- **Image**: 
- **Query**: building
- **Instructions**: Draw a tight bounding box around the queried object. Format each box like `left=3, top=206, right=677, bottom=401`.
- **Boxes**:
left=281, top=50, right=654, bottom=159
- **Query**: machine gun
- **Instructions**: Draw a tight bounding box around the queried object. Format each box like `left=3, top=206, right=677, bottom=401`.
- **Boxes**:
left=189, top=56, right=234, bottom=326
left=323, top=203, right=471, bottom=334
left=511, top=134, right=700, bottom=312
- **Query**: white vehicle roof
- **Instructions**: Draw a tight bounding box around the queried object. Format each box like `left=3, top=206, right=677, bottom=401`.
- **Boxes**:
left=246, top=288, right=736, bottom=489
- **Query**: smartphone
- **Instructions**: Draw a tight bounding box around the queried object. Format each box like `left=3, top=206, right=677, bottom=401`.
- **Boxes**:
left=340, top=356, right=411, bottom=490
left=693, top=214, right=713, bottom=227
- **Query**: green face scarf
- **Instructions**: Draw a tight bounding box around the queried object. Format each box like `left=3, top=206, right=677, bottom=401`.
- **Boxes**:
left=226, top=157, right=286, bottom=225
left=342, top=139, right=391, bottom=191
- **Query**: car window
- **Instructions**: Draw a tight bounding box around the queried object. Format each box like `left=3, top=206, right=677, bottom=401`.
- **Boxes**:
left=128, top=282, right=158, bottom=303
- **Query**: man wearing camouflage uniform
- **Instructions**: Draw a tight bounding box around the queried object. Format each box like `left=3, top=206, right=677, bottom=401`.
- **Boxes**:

+++

GIVEN PROBLEM: Can you output every line of the listing above as a numbered list, skipping any blank lines?

OUTPUT FOR THIS TASK:
1. - **Image**: 
2. - **Query**: building
3. - **Instructions**: Draw a tight bounding box around the queried object. Format each box like `left=3, top=206, right=677, bottom=401`.
4. - **Boxes**:
5. left=281, top=50, right=654, bottom=159
6. - **Query**: machine gun
7. - **Instructions**: Draw a tight bounding box around the queried object. Format each box like `left=3, top=206, right=677, bottom=401`.
8. - **Boxes**:
9. left=189, top=56, right=234, bottom=326
10. left=323, top=203, right=471, bottom=334
11. left=511, top=134, right=700, bottom=312
12. - **Query**: white vehicle roof
13. - **Instructions**: Draw a tight bounding box around the queried object. Format each box like `left=3, top=206, right=677, bottom=401`.
14. - **Boxes**:
15. left=246, top=288, right=736, bottom=489
16. - **Query**: smartphone
17. - **Instructions**: Draw a tight bounding box around the queried object. Format each box like `left=3, top=206, right=677, bottom=401`.
18. - **Boxes**:
19. left=340, top=356, right=411, bottom=490
20. left=693, top=214, right=713, bottom=227
21. - **Query**: green face scarf
22. - **Instructions**: Draw a tight bounding box around the queried object. Format each box like `left=3, top=206, right=677, bottom=401`.
23. - **Boxes**:
24. left=226, top=157, right=286, bottom=225
25. left=342, top=139, right=391, bottom=191
26. - **Query**: car window
27. - **Instructions**: Draw a tight bounding box around the queried object. Format each box like `left=3, top=206, right=677, bottom=401`.
28. - **Boxes**:
29. left=128, top=282, right=158, bottom=303
30. - **Query**: man wearing camouflage uniform
31. - **Instructions**: Draw a tight bounding box around the queried object. Format each box like `left=3, top=206, right=677, bottom=401`.
32. - **Boxes**:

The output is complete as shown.